## RECORDS SUPPLIED
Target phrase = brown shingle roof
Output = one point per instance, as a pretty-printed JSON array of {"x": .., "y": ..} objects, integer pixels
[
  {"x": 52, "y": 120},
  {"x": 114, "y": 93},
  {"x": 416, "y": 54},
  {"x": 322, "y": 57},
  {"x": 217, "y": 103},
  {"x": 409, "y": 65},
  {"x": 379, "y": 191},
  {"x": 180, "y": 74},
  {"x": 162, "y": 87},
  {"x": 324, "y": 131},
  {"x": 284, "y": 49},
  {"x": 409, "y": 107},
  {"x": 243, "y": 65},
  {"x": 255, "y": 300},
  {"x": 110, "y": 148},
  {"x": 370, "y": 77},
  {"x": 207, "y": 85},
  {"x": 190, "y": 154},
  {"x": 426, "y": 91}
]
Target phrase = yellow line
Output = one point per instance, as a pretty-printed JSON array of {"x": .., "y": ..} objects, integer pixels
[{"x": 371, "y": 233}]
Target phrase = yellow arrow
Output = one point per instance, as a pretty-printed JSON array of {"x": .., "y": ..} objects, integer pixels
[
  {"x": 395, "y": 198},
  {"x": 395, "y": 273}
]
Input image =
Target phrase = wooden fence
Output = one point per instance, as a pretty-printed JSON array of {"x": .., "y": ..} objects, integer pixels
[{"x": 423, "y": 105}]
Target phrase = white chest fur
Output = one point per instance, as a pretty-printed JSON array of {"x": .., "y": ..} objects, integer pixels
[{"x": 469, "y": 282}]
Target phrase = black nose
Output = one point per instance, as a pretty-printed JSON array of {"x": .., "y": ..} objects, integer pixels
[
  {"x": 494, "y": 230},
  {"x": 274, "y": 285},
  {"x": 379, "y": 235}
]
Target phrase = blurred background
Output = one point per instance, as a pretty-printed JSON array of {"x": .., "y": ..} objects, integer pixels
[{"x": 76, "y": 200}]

## ASSIGNMENT
Please copy the material exactly, line for line.

## EXERCISE RESPONSE
Target phrase = brown shingle roof
Output = one point per instance, as a pretty-printed JSON array of {"x": .., "y": ..} objects, integer pixels
[
  {"x": 52, "y": 120},
  {"x": 114, "y": 93},
  {"x": 416, "y": 54},
  {"x": 322, "y": 57},
  {"x": 217, "y": 103},
  {"x": 409, "y": 65},
  {"x": 379, "y": 191},
  {"x": 180, "y": 74},
  {"x": 162, "y": 87},
  {"x": 324, "y": 131},
  {"x": 284, "y": 49},
  {"x": 409, "y": 107},
  {"x": 243, "y": 65},
  {"x": 255, "y": 300},
  {"x": 110, "y": 148},
  {"x": 370, "y": 77},
  {"x": 207, "y": 85},
  {"x": 190, "y": 154},
  {"x": 426, "y": 91}
]
Target phrase = yellow line
Output = one point per instance, as a pretty-printed JSON array of {"x": .., "y": ..} objects, integer pixels
[{"x": 371, "y": 233}]
Target phrase = yellow arrow
Output = one point per instance, as a pretty-printed JSON array of {"x": .., "y": ..} objects, integer pixels
[
  {"x": 395, "y": 198},
  {"x": 395, "y": 273}
]
Input image =
Target phrase = wooden fence
Output = one point per instance, as a pretty-printed JSON array of {"x": .., "y": ..} objects, integer pixels
[{"x": 423, "y": 105}]
Target phrase = white chest fur
Output = one point per instance, as a pretty-printed JSON array of {"x": .., "y": ..} objects, integer pixels
[{"x": 469, "y": 282}]
Target phrase = black nose
Output = one point per instance, as a pretty-printed JSON array of {"x": .., "y": ..} objects, integer pixels
[
  {"x": 494, "y": 230},
  {"x": 274, "y": 285},
  {"x": 379, "y": 235}
]
Target phrase = blurred background
Output = one point per instance, as a pretty-printed JSON array of {"x": .., "y": ..} objects, integer pixels
[{"x": 76, "y": 200}]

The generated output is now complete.